(Point-per-instance localization data)
┌────────

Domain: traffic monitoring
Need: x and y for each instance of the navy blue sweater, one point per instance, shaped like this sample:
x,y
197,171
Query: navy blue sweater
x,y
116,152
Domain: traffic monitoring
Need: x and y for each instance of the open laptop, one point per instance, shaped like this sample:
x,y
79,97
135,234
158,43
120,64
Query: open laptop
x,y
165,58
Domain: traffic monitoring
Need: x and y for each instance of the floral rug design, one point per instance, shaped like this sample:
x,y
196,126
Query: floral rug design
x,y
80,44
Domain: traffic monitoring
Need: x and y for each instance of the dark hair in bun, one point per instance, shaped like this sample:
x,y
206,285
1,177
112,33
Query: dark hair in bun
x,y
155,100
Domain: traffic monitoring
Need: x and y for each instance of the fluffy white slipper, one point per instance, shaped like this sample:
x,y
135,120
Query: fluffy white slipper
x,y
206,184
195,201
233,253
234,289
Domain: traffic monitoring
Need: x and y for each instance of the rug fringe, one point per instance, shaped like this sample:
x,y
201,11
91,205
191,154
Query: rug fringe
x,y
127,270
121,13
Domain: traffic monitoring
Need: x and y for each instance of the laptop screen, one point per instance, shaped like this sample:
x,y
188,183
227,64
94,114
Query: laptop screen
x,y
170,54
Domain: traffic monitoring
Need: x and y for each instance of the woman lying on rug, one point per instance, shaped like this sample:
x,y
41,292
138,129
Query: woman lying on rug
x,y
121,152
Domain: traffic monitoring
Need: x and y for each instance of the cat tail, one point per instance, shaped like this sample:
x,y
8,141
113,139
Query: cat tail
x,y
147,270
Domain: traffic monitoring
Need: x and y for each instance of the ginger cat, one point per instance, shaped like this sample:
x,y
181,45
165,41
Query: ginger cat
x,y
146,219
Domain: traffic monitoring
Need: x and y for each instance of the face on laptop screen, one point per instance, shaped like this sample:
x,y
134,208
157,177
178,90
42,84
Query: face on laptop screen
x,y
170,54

└────────

DESCRIPTION OF THE TASK:
Output all of the entries without altering a single word.

WORKED SOLUTION:
Domain: traffic monitoring
Need: x and y for each instance of the navy blue sweater, one point per instance, shaped like this sample:
x,y
197,171
Query: navy blue sweater
x,y
116,152
Domain: traffic monitoring
Need: x and y for each instance of the open laptop, one point per instance, shaped like this sample:
x,y
79,97
135,234
158,43
120,64
Query: open laptop
x,y
165,58
Domain: traffic monitoring
Need: x and y for each instance of the floral rug design, one point per instance, shaped like this sample:
x,y
196,126
Query: floral rug design
x,y
80,44
Domain: traffic monitoring
Need: x and y for each instance of the dark hair in bun, one point per instance, shaped like this sample:
x,y
206,285
1,177
112,33
Query: dark hair in bun
x,y
155,100
Domain: traffic monitoring
Need: x and y for each instance of the fluffy white slipper, one point per instance, shaped like this sample:
x,y
135,120
Query: fluffy white slipper
x,y
206,184
195,201
233,253
234,289
Domain: traffic monitoring
Need: x and y for each instance of the rug fringe, one point per instance, shaped like this sample:
x,y
201,11
91,205
191,154
Query: rug fringe
x,y
127,270
121,13
Domain: traffic monitoring
Need: x and y for each instance of the laptop screen, one point per instance, shaped like this sample:
x,y
188,183
227,64
94,114
Query: laptop screen
x,y
170,54
Domain: traffic monitoring
Need: x and y for each instance of the woman lying on rug, one point per instance, shaped like this sample:
x,y
41,292
138,129
Query: woman lying on rug
x,y
121,152
Domain: traffic monitoring
Need: x and y for each instance of the cat tail, one point per instance, shaped like this sample:
x,y
8,141
113,139
Query: cat tail
x,y
147,270
Domain: traffic monitoring
Need: x and y for each instance of the ginger cat, one point per instance, shaped like this sample:
x,y
181,45
165,41
Query: ginger cat
x,y
146,219
Domain: traffic monitoring
Need: x and y for each instance of the face on laptop screen, one point per instance, shaped like this sample:
x,y
134,208
157,177
178,90
42,84
Query: face on laptop screen
x,y
170,54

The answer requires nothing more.